§ **What you will do**
Rewrite every line of the listing below as a JSON list of strings, one string per line, and omit any blank lines.

** begin **

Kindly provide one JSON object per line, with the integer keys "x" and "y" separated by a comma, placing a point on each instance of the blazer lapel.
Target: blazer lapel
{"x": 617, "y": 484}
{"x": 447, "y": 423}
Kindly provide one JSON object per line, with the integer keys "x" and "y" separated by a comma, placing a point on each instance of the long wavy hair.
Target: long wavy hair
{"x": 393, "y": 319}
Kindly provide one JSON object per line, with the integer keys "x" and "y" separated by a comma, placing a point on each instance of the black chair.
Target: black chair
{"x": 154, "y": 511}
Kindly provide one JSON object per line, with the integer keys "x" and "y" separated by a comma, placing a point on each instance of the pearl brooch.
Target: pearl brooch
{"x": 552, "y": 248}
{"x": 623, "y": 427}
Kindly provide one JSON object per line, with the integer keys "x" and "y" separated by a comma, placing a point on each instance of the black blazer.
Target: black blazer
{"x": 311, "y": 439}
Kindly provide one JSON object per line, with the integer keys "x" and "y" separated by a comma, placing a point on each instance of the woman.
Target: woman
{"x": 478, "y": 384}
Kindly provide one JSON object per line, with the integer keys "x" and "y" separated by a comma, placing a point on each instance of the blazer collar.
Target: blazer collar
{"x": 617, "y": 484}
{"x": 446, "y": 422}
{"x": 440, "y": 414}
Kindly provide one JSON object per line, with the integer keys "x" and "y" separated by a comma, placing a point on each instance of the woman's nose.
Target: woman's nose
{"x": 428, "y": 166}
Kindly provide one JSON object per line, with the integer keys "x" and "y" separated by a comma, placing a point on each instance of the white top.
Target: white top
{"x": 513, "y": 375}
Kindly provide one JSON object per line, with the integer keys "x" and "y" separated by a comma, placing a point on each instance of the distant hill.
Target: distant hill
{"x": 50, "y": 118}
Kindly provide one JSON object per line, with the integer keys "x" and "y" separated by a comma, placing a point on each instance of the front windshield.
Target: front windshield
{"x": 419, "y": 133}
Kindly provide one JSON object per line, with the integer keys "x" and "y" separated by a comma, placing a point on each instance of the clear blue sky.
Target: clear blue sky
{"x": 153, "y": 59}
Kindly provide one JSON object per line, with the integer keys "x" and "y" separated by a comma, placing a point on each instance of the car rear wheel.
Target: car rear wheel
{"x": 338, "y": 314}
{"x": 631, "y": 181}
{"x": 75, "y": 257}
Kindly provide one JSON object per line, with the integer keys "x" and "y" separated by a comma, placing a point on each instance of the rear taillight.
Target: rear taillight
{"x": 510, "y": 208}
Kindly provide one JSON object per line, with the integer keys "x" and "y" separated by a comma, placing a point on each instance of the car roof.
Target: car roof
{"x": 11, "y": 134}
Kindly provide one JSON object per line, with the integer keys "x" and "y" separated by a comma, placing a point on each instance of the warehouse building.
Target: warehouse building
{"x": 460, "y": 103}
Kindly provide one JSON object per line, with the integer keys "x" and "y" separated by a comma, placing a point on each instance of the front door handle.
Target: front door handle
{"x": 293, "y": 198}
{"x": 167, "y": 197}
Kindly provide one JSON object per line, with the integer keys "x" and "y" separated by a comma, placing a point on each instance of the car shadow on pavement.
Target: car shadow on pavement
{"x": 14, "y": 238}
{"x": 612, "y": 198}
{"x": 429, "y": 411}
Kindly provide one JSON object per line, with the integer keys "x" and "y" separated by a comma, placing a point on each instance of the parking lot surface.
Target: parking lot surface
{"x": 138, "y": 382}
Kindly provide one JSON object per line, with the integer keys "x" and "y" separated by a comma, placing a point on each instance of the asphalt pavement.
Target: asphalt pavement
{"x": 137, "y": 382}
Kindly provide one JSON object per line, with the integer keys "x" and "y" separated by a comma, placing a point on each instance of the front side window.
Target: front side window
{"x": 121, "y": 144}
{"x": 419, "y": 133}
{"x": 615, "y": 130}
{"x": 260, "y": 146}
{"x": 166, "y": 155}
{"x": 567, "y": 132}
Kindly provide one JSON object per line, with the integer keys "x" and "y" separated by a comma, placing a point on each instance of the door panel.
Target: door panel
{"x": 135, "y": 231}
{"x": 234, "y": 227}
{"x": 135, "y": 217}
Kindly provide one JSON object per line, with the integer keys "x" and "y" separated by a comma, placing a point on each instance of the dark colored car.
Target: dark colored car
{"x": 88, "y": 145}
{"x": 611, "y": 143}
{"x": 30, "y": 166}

** end **

§ **Expected output**
[
  "Kindly provide one JSON object per line, with the integer keys \"x\" and \"y\" separated by a comma, placing a point on each instance of the blazer lapel.",
  "Target: blazer lapel",
  "{\"x\": 617, \"y\": 484}",
  "{\"x\": 447, \"y\": 423}",
  "Kindly provide one JSON object per line, with the integer keys \"x\" and \"y\" separated by a comma, placing a point on each instance of the long wavy hair.",
  "Target: long wavy hair",
  "{\"x\": 393, \"y\": 319}",
  "Kindly provide one JSON object per line, with the integer keys \"x\" and \"y\" separated by a comma, placing a point on each instance of the black chair.",
  "Target: black chair",
  "{\"x\": 154, \"y\": 511}",
  "Kindly provide one JSON object per line, with the integer keys \"x\" and \"y\" separated by a comma, placing a point on each instance of the pearl brooch.",
  "Target: pearl brooch",
  "{\"x\": 552, \"y\": 248}",
  "{\"x\": 623, \"y\": 427}",
  "Kindly provide one JSON object per line, with the integer keys \"x\" and \"y\" separated by a comma, placing a point on each instance of the black blazer.",
  "Target: black blazer",
  "{\"x\": 311, \"y\": 439}",
  "Kindly provide one JSON object per line, with the integer keys \"x\" and \"y\" separated by a comma, placing a point on each instance of the woman.",
  "Target: woman",
  "{\"x\": 478, \"y\": 384}",
  "Kindly provide one JSON object per line, with the integer keys \"x\" and \"y\" separated by a comma, placing a point on each instance of the blazer collar.",
  "Target: blazer collar",
  "{\"x\": 617, \"y\": 484}",
  "{\"x\": 446, \"y\": 422}",
  "{\"x\": 440, \"y\": 414}",
  "Kindly provide one JSON object per line, with the integer keys \"x\" and \"y\" separated by a comma, placing a point on each instance of the woman's nose.",
  "Target: woman's nose",
  "{\"x\": 428, \"y\": 166}",
  "Kindly provide one JSON object per line, with the integer keys \"x\" and \"y\" separated by a comma, placing a point on each instance of the white top.",
  "Target: white top",
  "{\"x\": 513, \"y\": 375}",
  "Kindly provide one JSON object per line, with the integer keys \"x\" and \"y\" separated by a comma, placing a point on each instance of the distant hill.",
  "Target: distant hill",
  "{\"x\": 50, \"y\": 118}",
  "Kindly provide one JSON object per line, with the integer keys \"x\" and \"y\" separated by a comma, placing a point on each instance of the front windshield.",
  "Target: front windshield",
  "{\"x\": 419, \"y\": 133}",
  "Kindly provide one JSON object per line, with the integer keys \"x\" and \"y\" separated by a comma, placing a point on each instance of the clear blue sky.",
  "Target: clear blue sky",
  "{\"x\": 153, \"y\": 59}",
  "Kindly provide one JSON object per line, with the integer keys \"x\" and \"y\" separated by a comma, placing a point on each instance of the car rear wheel.",
  "Target: car rear wheel",
  "{\"x\": 338, \"y\": 314}",
  "{\"x\": 631, \"y\": 181}",
  "{\"x\": 75, \"y\": 257}",
  "Kindly provide one JSON object per line, with the integer keys \"x\" and \"y\" separated by a comma, placing a point on each instance of the rear taillight.",
  "Target: rear taillight",
  "{\"x\": 510, \"y\": 208}",
  "Kindly provide one JSON object per line, with the integer keys \"x\" and \"y\" separated by a comma, placing a point on each instance of the car roof.",
  "Target: car roof",
  "{\"x\": 11, \"y\": 134}",
  "Kindly provide one JSON object per line, with the integer keys \"x\" and \"y\" separated by a comma, placing a point on each instance of the warehouse building.",
  "Target: warehouse building",
  "{\"x\": 460, \"y\": 103}",
  "Kindly provide one JSON object per line, with the integer keys \"x\" and \"y\" separated by a comma, placing a point on each instance of the front door handle.",
  "Target: front door handle",
  "{\"x\": 293, \"y\": 198}",
  "{\"x\": 167, \"y\": 197}",
  "Kindly provide one JSON object per line, with the integer keys \"x\" and \"y\" separated by a comma, placing a point on each instance of the car shadow on pavement.",
  "Target: car shadow on pavement",
  "{\"x\": 14, \"y\": 238}",
  "{\"x\": 612, \"y\": 198}",
  "{\"x\": 429, \"y\": 411}",
  "Kindly provide one JSON object per line, with the integer keys \"x\" and \"y\" separated by a comma, placing a point on each instance of the parking lot surface.",
  "Target: parking lot surface",
  "{\"x\": 138, \"y\": 382}",
  "Kindly provide one JSON object per line, with the integer keys \"x\" and \"y\" separated by a comma, placing a point on each instance of the asphalt pavement.",
  "Target: asphalt pavement",
  "{\"x\": 137, \"y\": 382}",
  "Kindly provide one JSON object per line, with the integer keys \"x\" and \"y\" separated by a comma, placing a point on each instance of the front side window.",
  "Target: front side window",
  "{\"x\": 121, \"y\": 144}",
  "{\"x\": 419, \"y\": 133}",
  "{\"x\": 615, \"y\": 130}",
  "{\"x\": 260, \"y\": 146}",
  "{\"x\": 166, \"y\": 155}",
  "{\"x\": 567, \"y\": 132}",
  "Kindly provide one JSON object per line, with the integer keys \"x\" and \"y\" separated by a comma, placing a point on each instance of the door panel.",
  "Target: door panel",
  "{\"x\": 135, \"y\": 231}",
  "{\"x\": 234, \"y\": 227}",
  "{\"x\": 135, \"y\": 217}",
  "Kindly provide one JSON object per line, with the integer keys \"x\" and \"y\" separated by a comma, placing a point on each instance of the dark colored car.",
  "Target: dark colored car",
  "{\"x\": 88, \"y\": 145}",
  "{\"x\": 611, \"y\": 143}",
  "{\"x\": 30, \"y\": 166}"
]